(Point localization data)
►

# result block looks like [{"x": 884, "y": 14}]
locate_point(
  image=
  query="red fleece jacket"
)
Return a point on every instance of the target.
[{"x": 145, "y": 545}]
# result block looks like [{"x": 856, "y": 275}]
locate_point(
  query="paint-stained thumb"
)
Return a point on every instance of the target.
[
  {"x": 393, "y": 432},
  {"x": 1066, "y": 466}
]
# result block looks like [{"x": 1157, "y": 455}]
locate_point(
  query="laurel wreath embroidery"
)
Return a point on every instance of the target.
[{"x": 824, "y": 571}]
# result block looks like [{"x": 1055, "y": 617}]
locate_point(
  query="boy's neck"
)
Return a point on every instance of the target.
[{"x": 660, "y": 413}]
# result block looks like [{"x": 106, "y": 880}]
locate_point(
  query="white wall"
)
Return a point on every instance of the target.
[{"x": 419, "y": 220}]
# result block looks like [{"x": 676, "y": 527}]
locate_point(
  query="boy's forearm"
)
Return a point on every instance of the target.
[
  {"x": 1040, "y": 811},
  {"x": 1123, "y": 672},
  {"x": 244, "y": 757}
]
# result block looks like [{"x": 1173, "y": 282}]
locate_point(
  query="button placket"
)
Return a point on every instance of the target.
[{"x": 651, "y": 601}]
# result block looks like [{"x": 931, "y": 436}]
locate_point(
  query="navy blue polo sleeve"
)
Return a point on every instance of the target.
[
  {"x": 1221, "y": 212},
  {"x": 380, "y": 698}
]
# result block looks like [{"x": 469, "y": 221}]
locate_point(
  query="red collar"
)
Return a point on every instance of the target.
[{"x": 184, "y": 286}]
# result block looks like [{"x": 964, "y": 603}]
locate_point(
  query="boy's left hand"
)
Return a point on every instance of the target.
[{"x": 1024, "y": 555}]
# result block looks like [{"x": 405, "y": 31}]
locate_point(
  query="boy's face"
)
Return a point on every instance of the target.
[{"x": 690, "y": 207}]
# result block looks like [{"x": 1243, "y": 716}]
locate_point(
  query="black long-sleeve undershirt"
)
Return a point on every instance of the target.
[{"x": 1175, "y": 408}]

◄

The full set of entries above has to be restated exactly.

# result block looks like [{"x": 884, "y": 14}]
locate_point(
  image=
  query="red fleece jacket"
)
Return a point on every instance of the target.
[{"x": 145, "y": 545}]
# result block looks like [{"x": 856, "y": 275}]
locate_point(
  query="paint-stained thumb"
)
Return a point on every instance of the target.
[
  {"x": 393, "y": 432},
  {"x": 1066, "y": 466}
]
# result block looks like [{"x": 1157, "y": 455}]
locate_point(
  query="laurel wreath embroidery"
)
Return a point on every instance of the target.
[{"x": 824, "y": 571}]
# result block looks like [{"x": 1055, "y": 617}]
locate_point(
  query="boy's neck"
)
Return a point on every instance of the target.
[{"x": 660, "y": 413}]
# result block looks like [{"x": 106, "y": 880}]
locate_point(
  query="white wall"
)
Return a point on every instance of the target.
[{"x": 419, "y": 220}]
# result block looks like [{"x": 676, "y": 527}]
locate_point(
  query="boy's forearm"
)
Return a point on every instance of the target.
[
  {"x": 1040, "y": 811},
  {"x": 1123, "y": 672},
  {"x": 244, "y": 757}
]
# result block looks like [{"x": 1173, "y": 282}]
locate_point(
  query="button placket"
)
Return a point on every instance of the target.
[{"x": 651, "y": 601}]
# result block looks like [{"x": 931, "y": 436}]
locate_point(
  query="navy blue polo sleeve"
)
Return a point on every instance of the target.
[
  {"x": 1221, "y": 212},
  {"x": 380, "y": 698}
]
# result block looks like [{"x": 469, "y": 221}]
locate_point(
  query="red collar"
)
Return a point on every instance of the target.
[{"x": 184, "y": 286}]
# result block looks like [{"x": 964, "y": 603}]
locate_point(
  query="boy's left hand"
)
Return a point on every instance of the target.
[{"x": 1024, "y": 555}]
# result block looks like [{"x": 405, "y": 31}]
locate_point(
  query="boy's face"
)
Return a point on every instance of the target.
[{"x": 690, "y": 207}]
# result block looks like [{"x": 1243, "y": 716}]
locate_point(
  query="black long-sleeve undershirt"
)
Return a point on every instance of the target.
[{"x": 1175, "y": 408}]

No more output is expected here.